◆ **GIVEN PROBLEM**
Please report each line in the entries below that contains the string "side", copying every such line in full. Treat case as significant when matching.

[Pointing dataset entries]

============

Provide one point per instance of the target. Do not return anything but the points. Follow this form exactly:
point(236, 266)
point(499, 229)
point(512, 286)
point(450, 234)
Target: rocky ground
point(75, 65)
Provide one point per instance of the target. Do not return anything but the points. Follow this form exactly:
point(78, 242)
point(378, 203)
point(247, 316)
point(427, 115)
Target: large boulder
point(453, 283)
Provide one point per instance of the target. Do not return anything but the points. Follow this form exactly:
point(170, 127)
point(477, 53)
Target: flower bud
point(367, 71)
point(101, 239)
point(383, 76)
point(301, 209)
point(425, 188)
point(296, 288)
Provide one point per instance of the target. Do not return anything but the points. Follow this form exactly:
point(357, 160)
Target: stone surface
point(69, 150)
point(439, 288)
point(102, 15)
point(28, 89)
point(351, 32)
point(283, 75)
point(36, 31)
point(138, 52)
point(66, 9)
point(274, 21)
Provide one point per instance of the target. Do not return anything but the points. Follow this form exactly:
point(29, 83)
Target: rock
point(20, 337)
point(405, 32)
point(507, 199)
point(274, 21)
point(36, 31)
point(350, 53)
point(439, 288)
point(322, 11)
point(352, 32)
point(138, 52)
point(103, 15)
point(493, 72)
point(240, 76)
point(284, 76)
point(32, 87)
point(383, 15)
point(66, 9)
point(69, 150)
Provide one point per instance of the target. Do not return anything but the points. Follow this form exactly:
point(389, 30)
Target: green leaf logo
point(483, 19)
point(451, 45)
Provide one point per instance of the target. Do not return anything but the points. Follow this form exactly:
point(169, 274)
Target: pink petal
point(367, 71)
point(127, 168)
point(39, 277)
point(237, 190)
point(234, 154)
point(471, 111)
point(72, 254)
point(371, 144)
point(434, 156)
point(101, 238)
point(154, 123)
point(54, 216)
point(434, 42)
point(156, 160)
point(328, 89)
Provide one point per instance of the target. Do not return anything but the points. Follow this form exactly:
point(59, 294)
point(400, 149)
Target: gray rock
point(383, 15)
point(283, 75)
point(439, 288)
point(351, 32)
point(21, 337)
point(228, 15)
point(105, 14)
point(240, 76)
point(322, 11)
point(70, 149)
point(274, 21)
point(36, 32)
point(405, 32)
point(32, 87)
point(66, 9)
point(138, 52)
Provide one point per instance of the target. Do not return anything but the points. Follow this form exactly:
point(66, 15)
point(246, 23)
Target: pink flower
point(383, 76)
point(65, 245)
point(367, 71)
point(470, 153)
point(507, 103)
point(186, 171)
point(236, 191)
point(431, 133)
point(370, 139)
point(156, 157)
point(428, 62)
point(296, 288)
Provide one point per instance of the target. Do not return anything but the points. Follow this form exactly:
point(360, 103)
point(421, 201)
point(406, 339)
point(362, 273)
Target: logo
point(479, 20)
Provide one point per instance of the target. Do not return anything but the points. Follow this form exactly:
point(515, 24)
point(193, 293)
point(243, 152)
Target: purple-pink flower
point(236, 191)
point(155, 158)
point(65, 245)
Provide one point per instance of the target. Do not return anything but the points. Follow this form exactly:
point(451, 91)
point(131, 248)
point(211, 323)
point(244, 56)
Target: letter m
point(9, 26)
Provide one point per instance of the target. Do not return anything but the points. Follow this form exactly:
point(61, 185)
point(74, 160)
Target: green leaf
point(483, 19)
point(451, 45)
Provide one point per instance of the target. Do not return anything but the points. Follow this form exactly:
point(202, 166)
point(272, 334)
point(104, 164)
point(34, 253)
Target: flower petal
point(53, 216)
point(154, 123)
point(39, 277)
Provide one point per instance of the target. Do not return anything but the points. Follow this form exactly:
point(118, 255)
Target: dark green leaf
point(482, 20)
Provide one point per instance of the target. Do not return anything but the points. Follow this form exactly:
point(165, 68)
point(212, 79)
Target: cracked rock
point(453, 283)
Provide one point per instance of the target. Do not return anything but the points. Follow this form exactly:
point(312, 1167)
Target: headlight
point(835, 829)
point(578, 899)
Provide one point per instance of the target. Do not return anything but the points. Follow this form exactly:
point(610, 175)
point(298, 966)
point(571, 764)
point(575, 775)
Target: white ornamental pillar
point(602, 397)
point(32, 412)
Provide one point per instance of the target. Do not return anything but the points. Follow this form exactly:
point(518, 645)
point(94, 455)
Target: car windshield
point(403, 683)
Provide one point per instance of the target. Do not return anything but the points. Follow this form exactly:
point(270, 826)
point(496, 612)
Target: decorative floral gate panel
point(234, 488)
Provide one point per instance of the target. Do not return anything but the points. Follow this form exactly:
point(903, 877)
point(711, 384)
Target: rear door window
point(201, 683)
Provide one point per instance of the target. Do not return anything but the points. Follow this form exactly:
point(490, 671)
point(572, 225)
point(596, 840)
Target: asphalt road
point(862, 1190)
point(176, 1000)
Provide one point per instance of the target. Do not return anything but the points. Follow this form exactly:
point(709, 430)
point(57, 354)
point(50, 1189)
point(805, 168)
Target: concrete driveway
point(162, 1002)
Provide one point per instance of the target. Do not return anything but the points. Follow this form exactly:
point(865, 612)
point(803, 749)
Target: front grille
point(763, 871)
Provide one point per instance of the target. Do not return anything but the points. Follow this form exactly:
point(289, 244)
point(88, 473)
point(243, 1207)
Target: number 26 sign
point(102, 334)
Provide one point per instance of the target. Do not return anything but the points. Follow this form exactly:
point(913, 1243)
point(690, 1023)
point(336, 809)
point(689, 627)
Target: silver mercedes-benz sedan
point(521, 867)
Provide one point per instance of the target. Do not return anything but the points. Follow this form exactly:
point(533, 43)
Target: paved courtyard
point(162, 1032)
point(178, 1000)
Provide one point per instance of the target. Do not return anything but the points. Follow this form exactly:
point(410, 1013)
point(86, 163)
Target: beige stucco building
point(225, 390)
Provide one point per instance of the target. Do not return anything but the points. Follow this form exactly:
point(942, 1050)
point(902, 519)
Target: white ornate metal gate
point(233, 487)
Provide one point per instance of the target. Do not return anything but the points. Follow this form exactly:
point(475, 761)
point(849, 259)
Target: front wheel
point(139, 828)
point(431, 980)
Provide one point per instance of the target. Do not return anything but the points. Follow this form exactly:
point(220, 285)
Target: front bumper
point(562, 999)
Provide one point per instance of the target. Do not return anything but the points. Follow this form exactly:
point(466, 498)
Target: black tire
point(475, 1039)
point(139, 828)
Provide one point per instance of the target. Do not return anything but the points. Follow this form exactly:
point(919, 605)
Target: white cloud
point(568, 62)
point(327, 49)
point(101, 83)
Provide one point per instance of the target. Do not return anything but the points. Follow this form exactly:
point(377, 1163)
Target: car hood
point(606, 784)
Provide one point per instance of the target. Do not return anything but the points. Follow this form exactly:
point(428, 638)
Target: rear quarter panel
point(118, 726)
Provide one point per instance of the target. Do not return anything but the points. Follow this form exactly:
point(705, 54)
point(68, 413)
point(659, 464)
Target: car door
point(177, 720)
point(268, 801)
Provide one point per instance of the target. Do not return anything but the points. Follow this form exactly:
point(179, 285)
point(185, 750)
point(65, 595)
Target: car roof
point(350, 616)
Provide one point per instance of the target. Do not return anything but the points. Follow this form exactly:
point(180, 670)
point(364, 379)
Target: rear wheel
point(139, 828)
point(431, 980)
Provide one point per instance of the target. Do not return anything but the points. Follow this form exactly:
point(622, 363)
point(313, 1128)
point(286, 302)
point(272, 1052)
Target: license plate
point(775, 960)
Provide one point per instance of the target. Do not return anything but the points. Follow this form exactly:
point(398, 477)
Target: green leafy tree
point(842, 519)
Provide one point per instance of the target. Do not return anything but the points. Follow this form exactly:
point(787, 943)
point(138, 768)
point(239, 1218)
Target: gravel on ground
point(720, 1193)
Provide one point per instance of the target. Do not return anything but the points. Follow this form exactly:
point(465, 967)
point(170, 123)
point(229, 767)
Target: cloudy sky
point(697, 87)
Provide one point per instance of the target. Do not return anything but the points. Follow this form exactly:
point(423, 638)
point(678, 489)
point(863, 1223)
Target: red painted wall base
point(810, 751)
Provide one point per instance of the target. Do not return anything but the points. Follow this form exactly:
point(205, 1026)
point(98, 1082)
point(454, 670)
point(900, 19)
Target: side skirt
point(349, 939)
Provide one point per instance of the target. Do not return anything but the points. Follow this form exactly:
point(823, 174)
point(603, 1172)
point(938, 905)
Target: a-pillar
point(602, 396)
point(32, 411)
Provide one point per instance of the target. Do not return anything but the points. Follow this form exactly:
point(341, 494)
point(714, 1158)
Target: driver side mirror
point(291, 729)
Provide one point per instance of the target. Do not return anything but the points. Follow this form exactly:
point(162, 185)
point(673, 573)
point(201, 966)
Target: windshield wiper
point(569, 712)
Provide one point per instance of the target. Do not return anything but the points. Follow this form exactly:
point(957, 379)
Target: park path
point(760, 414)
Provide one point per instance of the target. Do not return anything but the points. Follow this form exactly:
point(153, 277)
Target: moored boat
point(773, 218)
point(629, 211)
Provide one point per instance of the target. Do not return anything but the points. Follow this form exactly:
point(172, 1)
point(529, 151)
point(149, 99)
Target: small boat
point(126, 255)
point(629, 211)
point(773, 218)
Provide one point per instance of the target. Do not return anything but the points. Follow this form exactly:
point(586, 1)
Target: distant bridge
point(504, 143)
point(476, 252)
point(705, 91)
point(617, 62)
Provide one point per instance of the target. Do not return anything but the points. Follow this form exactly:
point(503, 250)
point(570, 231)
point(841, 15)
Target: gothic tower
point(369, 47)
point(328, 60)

============

◆ **SOLUTION**
Target: side skirt
Target: driver side mirror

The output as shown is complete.